Point annotation records:
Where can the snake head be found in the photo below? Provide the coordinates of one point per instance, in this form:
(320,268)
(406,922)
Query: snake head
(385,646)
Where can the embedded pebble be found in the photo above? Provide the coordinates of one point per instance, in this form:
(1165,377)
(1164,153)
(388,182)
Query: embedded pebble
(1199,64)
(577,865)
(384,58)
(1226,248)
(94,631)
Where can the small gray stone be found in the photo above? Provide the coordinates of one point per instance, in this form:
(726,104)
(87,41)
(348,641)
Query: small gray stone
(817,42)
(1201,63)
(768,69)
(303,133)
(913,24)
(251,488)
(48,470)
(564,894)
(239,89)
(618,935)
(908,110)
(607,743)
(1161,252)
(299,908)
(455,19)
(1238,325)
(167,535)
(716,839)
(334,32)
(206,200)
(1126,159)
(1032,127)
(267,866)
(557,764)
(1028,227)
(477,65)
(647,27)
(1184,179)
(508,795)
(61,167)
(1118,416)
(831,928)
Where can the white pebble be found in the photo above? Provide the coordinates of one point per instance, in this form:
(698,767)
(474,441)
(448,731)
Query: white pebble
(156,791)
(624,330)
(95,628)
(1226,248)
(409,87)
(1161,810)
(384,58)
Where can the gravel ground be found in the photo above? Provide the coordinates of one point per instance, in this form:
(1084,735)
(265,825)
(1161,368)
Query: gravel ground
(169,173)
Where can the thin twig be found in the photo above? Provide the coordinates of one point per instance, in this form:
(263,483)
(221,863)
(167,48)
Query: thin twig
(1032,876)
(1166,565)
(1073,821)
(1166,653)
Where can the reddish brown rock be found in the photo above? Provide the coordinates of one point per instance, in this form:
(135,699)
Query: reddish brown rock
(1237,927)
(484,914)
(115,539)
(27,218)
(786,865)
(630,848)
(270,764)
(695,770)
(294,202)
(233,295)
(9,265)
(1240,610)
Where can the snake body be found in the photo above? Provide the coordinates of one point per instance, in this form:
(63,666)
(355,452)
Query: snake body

What is expected: Type out the material again exactly as presented.

Exercise output:
Where can the snake head be found in the photo below? Provide the coordinates of one point per instance, in this form:
(320,268)
(406,922)
Query: snake head
(385,646)
Where can the embedded pebble be found in the photo above? Provide the coordinates of one point per instance, in this form:
(1165,377)
(1164,153)
(388,182)
Query: embedded pebble
(1199,64)
(577,865)
(384,58)
(1226,248)
(94,631)
Where can the small gray stone be found in the photo above? Provide the coordinates of one point per instance, in this form:
(726,104)
(87,41)
(348,641)
Query: small gray stone
(817,42)
(1201,63)
(768,69)
(303,133)
(913,24)
(251,488)
(48,470)
(564,894)
(239,89)
(618,935)
(908,110)
(607,743)
(1161,252)
(299,908)
(455,19)
(1238,325)
(167,535)
(716,839)
(334,32)
(206,200)
(1126,159)
(1032,127)
(267,866)
(557,764)
(1028,227)
(477,65)
(647,27)
(1184,179)
(508,795)
(61,167)
(1118,416)
(831,928)
Where can the white pebble be found in the photo above? Provide the coordinates of one point per instance, in this form:
(698,767)
(474,441)
(448,731)
Query: white pebble
(156,791)
(624,330)
(95,628)
(1226,248)
(409,87)
(1161,810)
(384,58)
Where can the gravel ground be found in the photo above? Provide the coordinates of one point per instance, in this form:
(1084,735)
(265,825)
(1161,368)
Query: gravel ground
(169,173)
Where can the thin twig be found in the photo above? Provide the coordinates of one point per instance, in this form:
(263,483)
(221,863)
(167,48)
Query: thin twig
(1032,876)
(1166,565)
(1073,821)
(1166,653)
Where can the reddish brown rock be found in the photo above? Provide the coordinates of one point per instance, in this form:
(135,699)
Query: reddish brown rock
(1237,927)
(484,914)
(115,539)
(27,218)
(786,865)
(630,848)
(270,764)
(695,770)
(294,202)
(233,295)
(9,265)
(1240,610)
Where can the snake body be found in the photo above? Provide the coordinates of one point per instance, in this form:
(63,666)
(355,452)
Query: snake body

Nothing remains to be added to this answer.